Identify every row below that contains the word "fritter", and copy each of those rows in full.

_DATA TO USE_
## Begin

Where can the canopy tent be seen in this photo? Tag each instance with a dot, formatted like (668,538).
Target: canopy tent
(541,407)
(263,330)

## End
## Begin

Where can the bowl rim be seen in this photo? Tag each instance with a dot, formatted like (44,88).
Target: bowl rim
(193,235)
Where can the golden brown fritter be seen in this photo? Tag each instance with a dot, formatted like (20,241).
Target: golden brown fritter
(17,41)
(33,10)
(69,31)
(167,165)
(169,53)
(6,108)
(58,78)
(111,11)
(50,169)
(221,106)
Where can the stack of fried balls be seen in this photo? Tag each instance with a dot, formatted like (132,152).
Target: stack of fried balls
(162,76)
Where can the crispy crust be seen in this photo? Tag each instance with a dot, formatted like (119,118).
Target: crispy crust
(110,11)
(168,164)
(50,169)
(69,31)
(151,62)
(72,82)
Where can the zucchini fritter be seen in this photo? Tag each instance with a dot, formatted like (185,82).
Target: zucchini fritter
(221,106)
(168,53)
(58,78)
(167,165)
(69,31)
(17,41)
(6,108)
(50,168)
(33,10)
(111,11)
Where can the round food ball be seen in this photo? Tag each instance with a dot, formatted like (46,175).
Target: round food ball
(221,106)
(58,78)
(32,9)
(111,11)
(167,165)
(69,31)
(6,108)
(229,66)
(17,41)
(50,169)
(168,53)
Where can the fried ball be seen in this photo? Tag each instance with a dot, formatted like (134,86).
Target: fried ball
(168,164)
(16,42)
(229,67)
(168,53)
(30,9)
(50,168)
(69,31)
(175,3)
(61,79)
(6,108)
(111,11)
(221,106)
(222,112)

## End
## Begin

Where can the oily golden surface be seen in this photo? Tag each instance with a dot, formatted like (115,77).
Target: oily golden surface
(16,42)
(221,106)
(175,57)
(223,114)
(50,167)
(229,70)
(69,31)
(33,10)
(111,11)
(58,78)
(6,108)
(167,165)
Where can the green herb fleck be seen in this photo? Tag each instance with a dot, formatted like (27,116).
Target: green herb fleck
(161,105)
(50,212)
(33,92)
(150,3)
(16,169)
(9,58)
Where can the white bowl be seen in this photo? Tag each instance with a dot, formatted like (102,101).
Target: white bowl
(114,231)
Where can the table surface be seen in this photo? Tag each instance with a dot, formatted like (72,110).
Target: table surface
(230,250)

## End

_WRITTEN ANSWER_
Where can the golden brown fritter be seen in this photo? Tag each instance with a dot, formatted like (20,241).
Target: golden brown fritter
Where can the zucchini fritter be seen in this photo? Tag each instance with a dot, formatted like (185,82).
Target: zucchini fritter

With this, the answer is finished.